_WORK INSTRUCTION:_
Reproduce the data in its entirety, exactly as written.

__________________________________________________

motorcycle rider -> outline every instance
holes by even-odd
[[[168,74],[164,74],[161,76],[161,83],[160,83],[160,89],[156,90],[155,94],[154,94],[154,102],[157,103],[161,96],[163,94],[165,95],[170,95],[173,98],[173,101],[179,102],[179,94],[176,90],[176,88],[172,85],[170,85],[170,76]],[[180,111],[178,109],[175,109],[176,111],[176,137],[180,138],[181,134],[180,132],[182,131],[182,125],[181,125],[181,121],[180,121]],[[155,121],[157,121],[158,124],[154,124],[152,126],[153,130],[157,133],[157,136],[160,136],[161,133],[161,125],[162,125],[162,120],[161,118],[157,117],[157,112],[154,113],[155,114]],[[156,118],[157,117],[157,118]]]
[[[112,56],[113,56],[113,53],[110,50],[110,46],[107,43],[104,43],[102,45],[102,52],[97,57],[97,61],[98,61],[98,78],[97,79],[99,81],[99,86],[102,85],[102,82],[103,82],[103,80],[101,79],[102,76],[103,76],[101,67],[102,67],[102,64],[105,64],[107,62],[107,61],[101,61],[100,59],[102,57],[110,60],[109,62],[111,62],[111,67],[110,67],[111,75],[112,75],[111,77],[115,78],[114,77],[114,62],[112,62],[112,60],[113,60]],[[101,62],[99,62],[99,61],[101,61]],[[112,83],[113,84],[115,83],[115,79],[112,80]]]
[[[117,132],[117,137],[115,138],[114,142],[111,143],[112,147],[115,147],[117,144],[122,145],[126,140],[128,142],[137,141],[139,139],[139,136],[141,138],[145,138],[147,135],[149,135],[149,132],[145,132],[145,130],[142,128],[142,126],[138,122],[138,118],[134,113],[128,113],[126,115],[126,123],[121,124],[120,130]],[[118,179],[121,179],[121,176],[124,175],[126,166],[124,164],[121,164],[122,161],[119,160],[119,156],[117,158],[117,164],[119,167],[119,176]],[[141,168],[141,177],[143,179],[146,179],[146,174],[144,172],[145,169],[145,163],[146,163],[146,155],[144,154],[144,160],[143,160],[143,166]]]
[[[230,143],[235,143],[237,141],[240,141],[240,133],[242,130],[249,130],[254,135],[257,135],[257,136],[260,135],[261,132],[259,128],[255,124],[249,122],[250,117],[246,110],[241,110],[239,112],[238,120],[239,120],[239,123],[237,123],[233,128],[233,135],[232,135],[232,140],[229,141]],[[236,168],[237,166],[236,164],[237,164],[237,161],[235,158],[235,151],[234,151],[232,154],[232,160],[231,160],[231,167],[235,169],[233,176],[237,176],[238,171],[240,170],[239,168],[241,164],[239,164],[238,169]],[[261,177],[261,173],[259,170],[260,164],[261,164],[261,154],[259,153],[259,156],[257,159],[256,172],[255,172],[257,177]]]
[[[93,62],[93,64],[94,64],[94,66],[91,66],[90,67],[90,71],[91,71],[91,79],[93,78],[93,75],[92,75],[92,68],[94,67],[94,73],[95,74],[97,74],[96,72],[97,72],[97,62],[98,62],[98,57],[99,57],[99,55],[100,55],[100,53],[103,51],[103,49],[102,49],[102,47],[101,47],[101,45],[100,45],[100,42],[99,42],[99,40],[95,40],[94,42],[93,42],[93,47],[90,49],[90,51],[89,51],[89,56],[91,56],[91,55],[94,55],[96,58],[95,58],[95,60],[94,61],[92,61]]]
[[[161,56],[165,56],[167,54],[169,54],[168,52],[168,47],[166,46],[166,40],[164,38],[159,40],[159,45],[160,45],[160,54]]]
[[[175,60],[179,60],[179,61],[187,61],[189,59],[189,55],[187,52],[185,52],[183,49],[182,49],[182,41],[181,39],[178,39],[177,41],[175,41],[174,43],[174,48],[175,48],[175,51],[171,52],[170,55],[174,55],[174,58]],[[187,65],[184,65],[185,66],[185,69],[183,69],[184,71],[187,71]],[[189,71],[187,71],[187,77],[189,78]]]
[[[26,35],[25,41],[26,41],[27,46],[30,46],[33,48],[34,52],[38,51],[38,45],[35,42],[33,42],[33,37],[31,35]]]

__________________________________________________

_SOLUTION TO THIS PROBLEM:_
motorcycle rider -> outline every instance
holes by even-odd
[[[168,74],[164,74],[161,76],[161,83],[160,83],[160,89],[156,90],[155,94],[154,94],[154,102],[157,103],[161,96],[163,94],[165,95],[170,95],[173,98],[173,101],[179,102],[179,94],[176,90],[176,88],[172,85],[170,85],[170,76]],[[180,111],[178,109],[175,109],[176,111],[176,137],[180,138],[181,134],[180,132],[182,131],[182,125],[181,125],[181,121],[180,121]],[[155,121],[157,121],[158,124],[154,124],[152,126],[153,130],[157,133],[157,136],[160,136],[161,133],[161,125],[162,125],[162,120],[161,118],[157,117],[157,112],[154,113],[155,114]],[[156,118],[157,117],[157,118]]]
[[[112,56],[113,56],[113,53],[110,50],[110,46],[107,43],[104,43],[102,45],[102,52],[97,57],[97,61],[98,61],[98,78],[97,79],[99,81],[99,86],[102,85],[102,82],[103,82],[103,80],[101,79],[102,76],[103,76],[101,67],[102,67],[102,64],[105,64],[107,62],[107,61],[101,61],[100,59],[102,57],[110,60],[109,62],[111,62],[111,67],[110,67],[111,75],[112,75],[111,77],[115,78],[114,77],[114,62],[112,62],[112,60],[113,60]],[[101,62],[99,62],[99,61],[101,61]],[[112,83],[113,84],[115,83],[115,79],[112,80]]]
[[[117,132],[117,137],[115,138],[114,142],[111,143],[112,147],[115,147],[117,144],[122,145],[126,140],[128,142],[137,141],[139,139],[139,136],[141,138],[145,138],[147,135],[149,135],[149,132],[145,132],[145,130],[142,128],[142,126],[138,122],[138,118],[134,113],[128,113],[126,115],[126,123],[121,124],[120,130]],[[118,179],[121,179],[121,176],[124,175],[126,166],[124,164],[121,164],[122,161],[119,160],[119,156],[117,158],[117,164],[119,167],[119,176]],[[141,168],[141,177],[143,179],[146,179],[146,174],[144,172],[145,169],[145,163],[146,163],[146,155],[144,154],[144,160],[143,160],[143,166]]]
[[[230,143],[235,143],[237,141],[240,141],[240,133],[242,130],[249,130],[254,135],[257,135],[257,136],[260,135],[261,132],[259,128],[255,124],[249,122],[250,117],[246,110],[241,110],[239,112],[238,120],[239,120],[239,123],[237,123],[233,128],[233,135],[232,135],[232,140],[229,141]],[[236,168],[237,166],[236,164],[237,164],[237,161],[235,158],[235,151],[234,151],[232,154],[232,160],[231,160],[231,167],[235,169],[233,176],[237,176],[238,171],[240,170],[239,168],[241,164],[239,164],[238,169]],[[261,177],[261,173],[259,170],[260,164],[261,164],[261,154],[259,153],[259,156],[257,159],[256,172],[255,172],[257,177]]]
[[[93,62],[93,64],[94,64],[94,66],[91,66],[90,67],[90,71],[91,71],[91,79],[93,78],[93,75],[92,75],[92,68],[94,67],[94,73],[95,74],[97,74],[96,72],[97,72],[97,62],[98,62],[98,57],[99,57],[99,55],[100,55],[100,53],[103,51],[103,49],[102,49],[102,47],[101,47],[101,45],[100,45],[100,42],[99,42],[99,40],[95,40],[94,42],[93,42],[93,47],[90,49],[90,51],[89,51],[89,56],[91,56],[91,55],[94,55],[96,58],[95,58],[95,60],[94,61],[92,61]]]
[[[161,56],[165,56],[167,54],[169,54],[168,52],[168,47],[166,46],[166,40],[164,38],[159,40],[159,45],[160,45],[160,54]]]
[[[175,60],[179,60],[179,61],[187,61],[189,59],[189,55],[187,52],[185,52],[183,49],[182,49],[182,41],[181,39],[178,39],[177,41],[175,41],[174,43],[174,48],[175,48],[175,51],[171,52],[170,55],[174,55],[174,58]],[[187,65],[184,65],[185,66],[185,69],[183,69],[184,71],[187,71]],[[189,71],[187,71],[187,77],[189,78]]]
[[[26,35],[25,41],[26,41],[27,46],[30,46],[33,48],[34,52],[38,51],[38,45],[35,42],[33,42],[33,37],[31,35]]]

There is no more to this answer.